For questions regarding compliance with existing sick time policies vs. when an employee may use ESTA:

An employer shall permit an employee to use the accrued earned sick time for any of the following:

The employee’s or the employee’s family member’s mental or physical illness, injury, or health condition; medical diagnosis, care, or treatment of the employee’s or the employee’s family member’s mental or physical illness, injury, or health condition; or preventative medical care for the employee or the employee’s family member.

If the employee or the employee’s family member is a victim of domestic violence or sexual assault, for medical care or psychological or other counseling for physical or psychological injury or disability; to obtain services from a victim services organization; to relocate due to domestic violence or sexual assault; to obtain legal services; or to participate in any civil or criminal proceedings related to or resulting from the domestic violence or sexual assault;

For meetings at a child’s school or place of care related to the child’s health or disability, or the effects of domestic violence or sexual assault on the child; and

For closure of the employee’s place of business by order of a public official due to a public health emergency; for an employee’s need to care for a child whose school or place of care has been closed by order of a public official due to a public health emergency; or when it has been determined by the health authorities having jurisdiction or by a health care provider that the employee’s or employee’s family member’s presence in the community would jeopardize the health of others because of the employee’s or family member’s exposure to a communicable disease, regardless of whether the employee or family member has actually contracted the communicable disease.

An employer shall not require an employee to search for or secure a replacement worker as a condition for using earned sick time.

May an employer require an employee to provide notice of and documentation for the use of earned sick time?

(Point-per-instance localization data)
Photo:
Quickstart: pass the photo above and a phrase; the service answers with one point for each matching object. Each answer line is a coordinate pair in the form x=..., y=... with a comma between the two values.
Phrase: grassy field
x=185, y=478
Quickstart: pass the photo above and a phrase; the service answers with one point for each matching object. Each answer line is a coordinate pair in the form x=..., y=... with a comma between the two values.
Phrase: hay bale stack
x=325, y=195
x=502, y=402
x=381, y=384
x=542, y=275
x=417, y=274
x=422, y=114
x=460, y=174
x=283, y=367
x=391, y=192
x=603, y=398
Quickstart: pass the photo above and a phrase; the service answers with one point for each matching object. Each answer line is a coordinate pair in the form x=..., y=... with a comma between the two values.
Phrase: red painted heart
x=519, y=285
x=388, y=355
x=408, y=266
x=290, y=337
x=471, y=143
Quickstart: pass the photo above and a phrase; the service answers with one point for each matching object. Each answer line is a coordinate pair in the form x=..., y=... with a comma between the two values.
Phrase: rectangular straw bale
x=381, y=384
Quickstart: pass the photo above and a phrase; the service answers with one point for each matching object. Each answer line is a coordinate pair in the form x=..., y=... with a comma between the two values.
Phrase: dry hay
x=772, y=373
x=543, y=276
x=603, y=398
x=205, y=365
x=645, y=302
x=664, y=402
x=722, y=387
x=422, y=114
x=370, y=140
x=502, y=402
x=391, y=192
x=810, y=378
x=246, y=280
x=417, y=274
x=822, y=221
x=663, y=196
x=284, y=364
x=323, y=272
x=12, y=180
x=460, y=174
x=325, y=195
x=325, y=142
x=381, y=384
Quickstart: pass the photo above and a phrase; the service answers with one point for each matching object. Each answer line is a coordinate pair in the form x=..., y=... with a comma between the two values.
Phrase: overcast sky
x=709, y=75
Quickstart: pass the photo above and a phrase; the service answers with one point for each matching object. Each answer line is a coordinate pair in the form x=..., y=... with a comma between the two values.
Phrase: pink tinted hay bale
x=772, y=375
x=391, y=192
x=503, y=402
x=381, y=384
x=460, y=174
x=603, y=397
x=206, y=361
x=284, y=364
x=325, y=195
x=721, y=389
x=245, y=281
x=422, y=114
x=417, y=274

§ **Task requirements**
Copy out the earned sick time text above word for word, from start to finish.

§ **Result**
For questions regarding compliance with existing sick time policies vs. when an employee may use ESTA:

An employer shall permit an employee to use the accrued earned sick time for any of the following:

The employee’s or the employee’s family member’s mental or physical illness, injury, or health condition; medical diagnosis, care, or treatment of the employee’s or the employee’s family member’s mental or physical illness, injury, or health condition; or preventative medical care for the employee or the employee’s family member.

If the employee or the employee’s family member is a victim of domestic violence or sexual assault, for medical care or psychological or other counseling for physical or psychological injury or disability; to obtain services from a victim services organization; to relocate due to domestic violence or sexual assault; to obtain legal services; or to participate in any civil or criminal proceedings related to or resulting from the domestic violence or sexual assault;

For meetings at a child’s school or place of care related to the child’s health or disability, or the effects of domestic violence or sexual assault on the child; and

For closure of the employee’s place of business by order of a public official due to a public health emergency; for an employee’s need to care for a child whose school or place of care has been closed by order of a public official due to a public health emergency; or when it has been determined by the health authorities having jurisdiction or by a health care provider that the employee’s or employee’s family member’s presence in the community would jeopardize the health of others because of the employee’s or family member’s exposure to a communicable disease, regardless of whether the employee or family member has actually contracted the communicable disease.

An employer shall not require an employee to search for or secure a replacement worker as a condition for using earned sick time.

May an employer require an employee to provide notice of and documentation for the use of earned sick time?